Rewrite these records with "chin" switched to "jaw" and everything else unchanged, omitting the pictures.

——

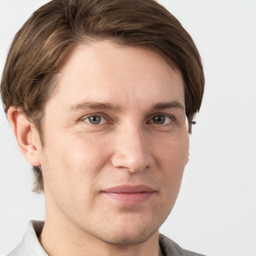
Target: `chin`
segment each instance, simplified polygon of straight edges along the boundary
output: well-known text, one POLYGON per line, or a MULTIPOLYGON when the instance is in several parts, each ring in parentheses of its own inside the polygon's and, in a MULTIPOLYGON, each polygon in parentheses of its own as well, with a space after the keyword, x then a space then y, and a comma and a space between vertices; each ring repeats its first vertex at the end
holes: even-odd
POLYGON ((112 234, 112 236, 106 236, 104 238, 98 238, 110 244, 134 246, 146 242, 154 234, 158 232, 158 229, 149 230, 147 228, 140 232, 134 230, 132 232, 127 232, 126 230, 122 231, 123 232, 120 232, 114 236, 112 234))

——

#### EXERCISE ANSWER:
Target: `jaw`
segment each instance, simplified polygon of straight edges along the boundary
output: well-known text, one POLYGON per line, or a MULTIPOLYGON when the instance is in several parts, each ring in parentheses of its own inside the polygon's and, in a MULTIPOLYGON, each polygon in parentheses of its own as well, with a space after the keyword, x then a space then y, and a comma and a space between vertices; each ring repeats its first vertex at the end
holes: even-odd
POLYGON ((112 234, 112 236, 106 236, 104 238, 98 238, 110 244, 134 246, 146 242, 154 234, 158 232, 158 229, 149 230, 147 228, 140 232, 134 230, 132 232, 127 232, 126 230, 122 231, 123 232, 120 232, 114 236, 112 234))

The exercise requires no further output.